--- SELECTED EXTRACT ---

To demonstrate that DNA’s suitable for use as a large-scale data storage medium, a team of scientists has encoded a 5.27MB book using DNA microchips, and then read it back again.
The book – Regenesis: How Synthetic Biology Will Reinvent Nature and Ourselves in DNA – is written by genetics professor George Church of Harvard’s Wyss Institute.
It’s the largest amount of data ever to be encoded in this way – 1,000 times as much as ever before – and involves a data density of 1 million gigabits per cubic millimeter.
“The information density and scale compare favorably with other experimental storage methods from biology and physics,” says team member Sriram Kosuri.
About four grams of DNA theoretically could store the digital data humankind creates in one year.
Although other projects have encoded data in the DNA of living bacteria, the Wyss team used commercial DNA microchips to create standalone DNA.
“We purposefully avoided living cells,” says Church.

--- DATA PROVIDED ---

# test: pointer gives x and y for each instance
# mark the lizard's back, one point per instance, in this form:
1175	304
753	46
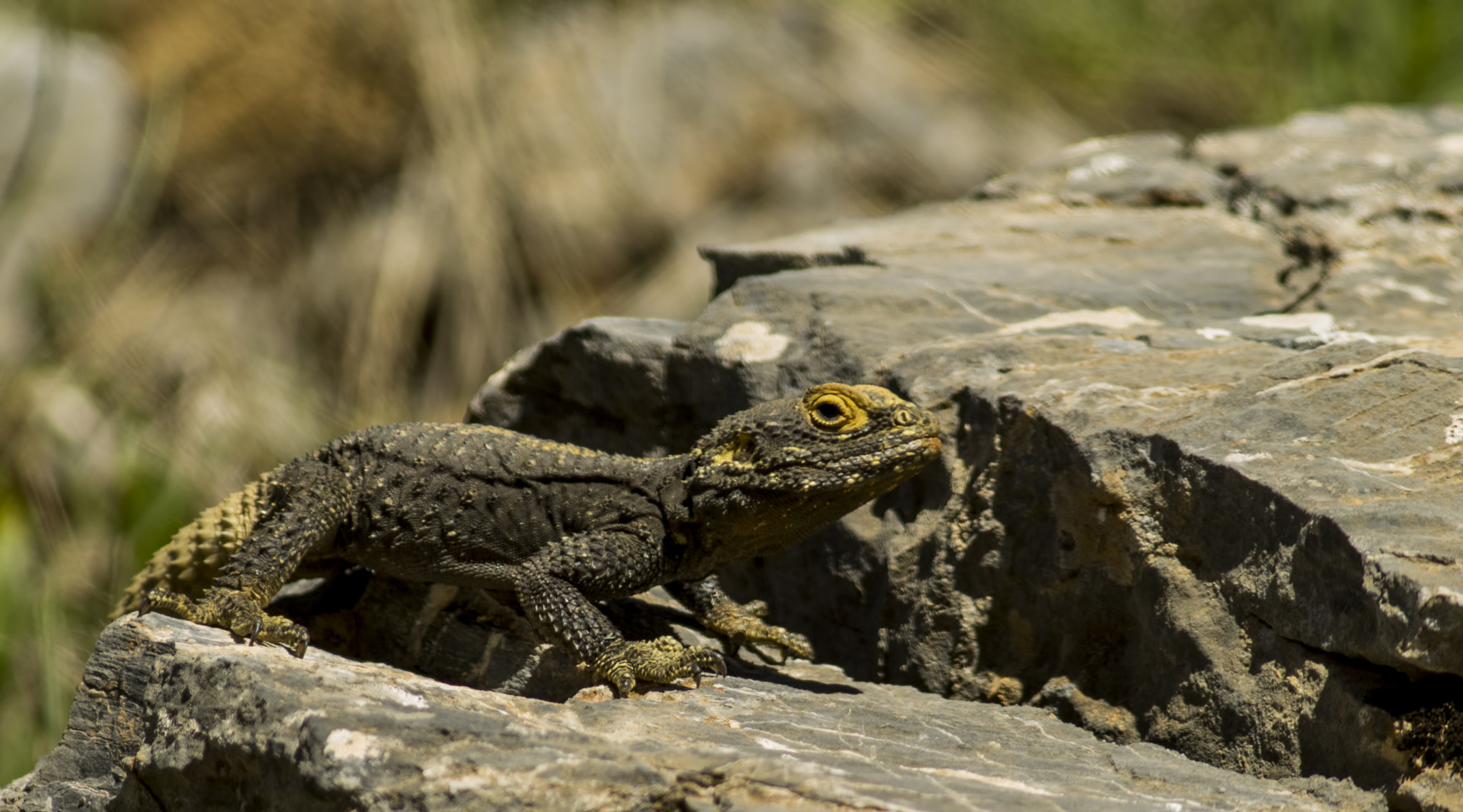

---

## STUDY QUESTIONS
(1) In the DNA data storage article, rewrite the part that opens with the words containing "To demonstrate that" and closes with "per cubic millimeter.", swapping "book" for "volume".
(2) Finish out the next part of the DNA data storage article, picking up after its final sentence.
The data plays no part in this work.

## ANSWERS PER TASK
(1)
To demonstrate that DNA’s suitable for use as a large-scale data storage medium, a team of scientists has encoded a 5.27MB volume using DNA microchips, and then read it back again.
The volume – Regenesis: How Synthetic Biology Will Reinvent Nature and Ourselves in DNA – is written by genetics professor George Church of Harvard’s Wyss Institute.
It’s the largest amount of data ever to be encoded in this way – 1,000 times as much as ever before – and involves a data density of 1 million gigabits per cubic millimeter.

(2)
“In an organism, your message is a tiny fraction of the whole cell, so there’s a lot of wasted space. But more importantly, almost as soon as a DNA goes into a cell, if that DNA doesn’t earn its keep, if it isn’t evolutionarily advantageous, the cell will start mutating it, and eventually the cell will completely delete it.”
The team also rejected so-called ‘shotgun sequencing’, in which long DNA sequences are reassembled by identifying overlaps in short strands. Instead, they encoded the book in 96-bit data blocks, each with a 19-bit address to guide reassembly.
Including jpeg images and HTML formatting, the code for the book required 54,898 of these data blocks, each a unique DNA sequence.
The team discussed including a DNA copy with each print edition of Regenesis – but decided this was a bit risky. “Maybe the next book,” says Church.